* ACTIVITY
Set down each line of the data exactly, but not the pictures.

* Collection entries
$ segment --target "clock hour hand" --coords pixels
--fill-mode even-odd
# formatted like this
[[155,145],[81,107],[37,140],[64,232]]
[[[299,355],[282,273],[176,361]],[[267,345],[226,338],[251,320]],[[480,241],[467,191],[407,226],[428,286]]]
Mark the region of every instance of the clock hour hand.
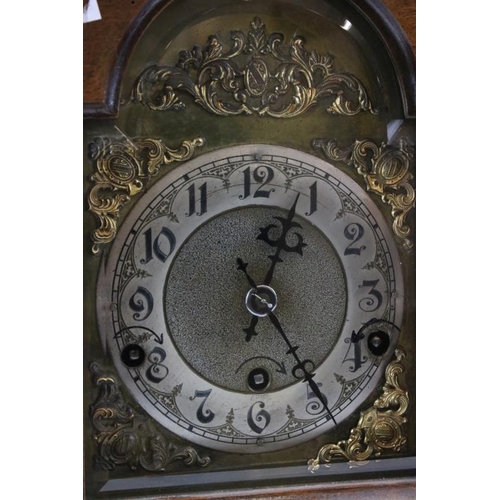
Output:
[[[316,375],[315,373],[312,372],[312,370],[314,370],[314,363],[310,359],[301,360],[299,358],[299,356],[297,355],[297,350],[299,347],[292,345],[285,331],[283,330],[283,327],[281,326],[281,323],[279,322],[279,319],[276,316],[276,314],[274,314],[272,311],[269,311],[268,316],[269,319],[271,320],[271,323],[274,325],[276,330],[278,330],[280,335],[283,337],[283,340],[286,342],[286,345],[288,346],[287,354],[292,354],[293,357],[295,358],[295,361],[297,361],[297,364],[292,368],[293,376],[297,379],[303,379],[303,382],[307,382],[309,384],[309,387],[313,391],[314,395],[321,401],[321,404],[328,412],[328,415],[330,416],[332,421],[334,421],[333,415],[330,412],[330,409],[328,408],[328,402],[326,401],[324,395],[319,390],[318,384],[316,384],[316,382],[314,381],[314,376]],[[312,367],[311,371],[307,370],[307,365],[311,365]]]
[[286,218],[283,217],[274,217],[274,219],[278,220],[282,226],[282,233],[278,239],[273,240],[269,237],[269,233],[272,229],[277,228],[276,224],[269,224],[266,227],[259,228],[260,234],[257,236],[258,240],[265,241],[268,245],[272,247],[276,247],[276,251],[274,255],[269,255],[269,259],[271,260],[271,267],[264,278],[264,285],[269,285],[273,279],[274,268],[278,262],[283,262],[283,259],[280,257],[282,251],[285,252],[295,252],[299,255],[302,255],[302,249],[307,246],[307,243],[304,243],[304,238],[299,233],[294,233],[297,237],[297,244],[294,246],[288,245],[286,239],[288,232],[296,227],[302,229],[302,226],[298,222],[294,222],[293,218],[295,217],[295,208],[297,206],[297,202],[299,200],[300,193],[297,194],[295,201],[293,202],[292,208],[288,211]]
[[248,263],[243,262],[243,260],[240,259],[239,257],[236,259],[236,263],[238,264],[238,267],[236,269],[238,269],[238,271],[243,271],[245,273],[245,276],[247,277],[247,281],[250,284],[250,286],[252,288],[257,288],[257,284],[252,279],[252,277],[248,274],[248,271],[247,271]]
[[[237,267],[238,271],[243,271],[243,273],[245,274],[245,276],[247,278],[249,285],[253,289],[257,289],[257,284],[252,279],[250,274],[248,274],[248,271],[247,271],[248,263],[243,262],[243,260],[240,259],[239,257],[236,259],[236,263],[238,264],[238,267]],[[248,328],[243,328],[243,331],[246,333],[245,340],[247,342],[250,342],[250,340],[252,340],[252,337],[254,337],[255,335],[258,334],[258,332],[255,331],[255,327],[257,326],[258,322],[259,322],[258,316],[252,316],[252,321],[250,322],[250,326]]]
[[243,331],[247,334],[245,337],[245,340],[247,342],[250,342],[250,340],[252,340],[252,337],[254,337],[259,333],[255,331],[255,327],[257,326],[258,322],[259,318],[257,316],[252,316],[252,321],[250,322],[250,326],[248,328],[243,328]]

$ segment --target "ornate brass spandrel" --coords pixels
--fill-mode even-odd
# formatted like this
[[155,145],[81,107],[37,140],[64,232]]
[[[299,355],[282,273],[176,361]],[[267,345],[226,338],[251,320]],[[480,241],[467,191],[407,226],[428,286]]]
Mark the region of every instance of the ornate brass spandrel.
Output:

* SOLUTION TO THIS EXERCISE
$ segment --target "clock hour hand" --coords pixels
--fill-mode even-odd
# formatted like this
[[155,145],[81,107],[37,140],[64,232]]
[[[299,355],[282,273],[176,361]],[[267,345],[226,338],[251,320]],[[480,241],[467,191],[407,226],[428,286]]]
Mark the region of every instance of the clock hour hand.
Output:
[[[316,375],[315,373],[312,372],[312,370],[314,370],[314,363],[310,359],[301,360],[299,358],[299,356],[297,355],[297,350],[299,347],[292,345],[285,331],[283,330],[283,327],[281,326],[281,323],[279,322],[279,319],[276,316],[276,314],[274,314],[272,311],[269,311],[268,316],[269,319],[271,320],[271,323],[274,325],[276,330],[278,330],[280,335],[283,337],[283,340],[286,342],[286,345],[288,346],[287,354],[292,354],[293,357],[295,358],[295,361],[297,361],[297,364],[292,368],[293,376],[297,379],[303,379],[303,382],[307,382],[309,384],[309,387],[313,391],[314,395],[321,401],[321,404],[328,412],[328,415],[330,416],[332,421],[334,421],[333,415],[330,412],[330,409],[328,408],[328,402],[326,401],[324,395],[319,390],[318,384],[316,384],[316,382],[314,381],[314,376]],[[312,367],[311,371],[307,370],[307,365],[311,365]]]
[[286,218],[283,217],[274,217],[274,219],[278,220],[282,226],[282,233],[278,239],[273,240],[269,237],[269,233],[272,229],[277,228],[276,224],[269,224],[266,227],[259,228],[260,234],[257,236],[258,240],[265,241],[268,245],[272,247],[276,247],[276,251],[274,255],[269,255],[269,259],[271,260],[271,267],[264,278],[264,285],[269,285],[273,279],[274,268],[278,262],[283,262],[283,259],[280,257],[282,251],[285,252],[295,252],[299,255],[302,255],[302,249],[307,246],[307,243],[304,243],[304,238],[299,233],[294,233],[297,237],[297,244],[294,246],[288,245],[286,239],[288,232],[296,227],[302,229],[302,226],[298,222],[294,222],[293,218],[295,217],[295,208],[297,206],[297,202],[299,200],[300,193],[297,194],[295,201],[293,202],[292,208],[288,211]]
[[248,263],[243,262],[243,260],[240,259],[239,257],[236,259],[236,263],[238,264],[238,267],[236,269],[238,269],[238,271],[243,271],[245,273],[245,276],[247,277],[247,281],[250,284],[250,286],[252,288],[257,288],[257,284],[252,279],[252,277],[248,274],[248,271],[247,271]]
[[[237,267],[238,271],[243,271],[243,273],[245,274],[245,276],[247,278],[249,285],[253,289],[257,289],[257,284],[252,279],[250,274],[248,274],[248,271],[247,271],[248,263],[243,262],[243,260],[240,259],[239,257],[236,259],[236,263],[238,264],[238,267]],[[248,328],[243,328],[243,331],[246,333],[245,340],[247,342],[250,342],[250,340],[252,340],[252,337],[254,337],[255,335],[258,334],[258,332],[255,331],[255,327],[257,326],[258,322],[259,322],[258,316],[252,316],[252,321],[250,322],[250,326]]]
[[243,331],[247,334],[245,337],[245,340],[247,342],[250,342],[250,340],[252,340],[252,337],[254,337],[259,333],[255,331],[255,327],[257,326],[258,322],[259,318],[257,316],[252,316],[252,321],[250,322],[250,326],[248,328],[243,328]]

$ segment --target "ornate brass spandrel" --coords pixels
--fill-mode even-odd
# formatted like this
[[155,145],[81,107],[37,140],[64,232]]
[[[299,355],[282,273],[176,361]],[[267,345],[226,338],[251,320]],[[480,241],[467,191],[407,226],[428,286]]]
Mark the region of every instance of the ornate brass spandrel.
Output:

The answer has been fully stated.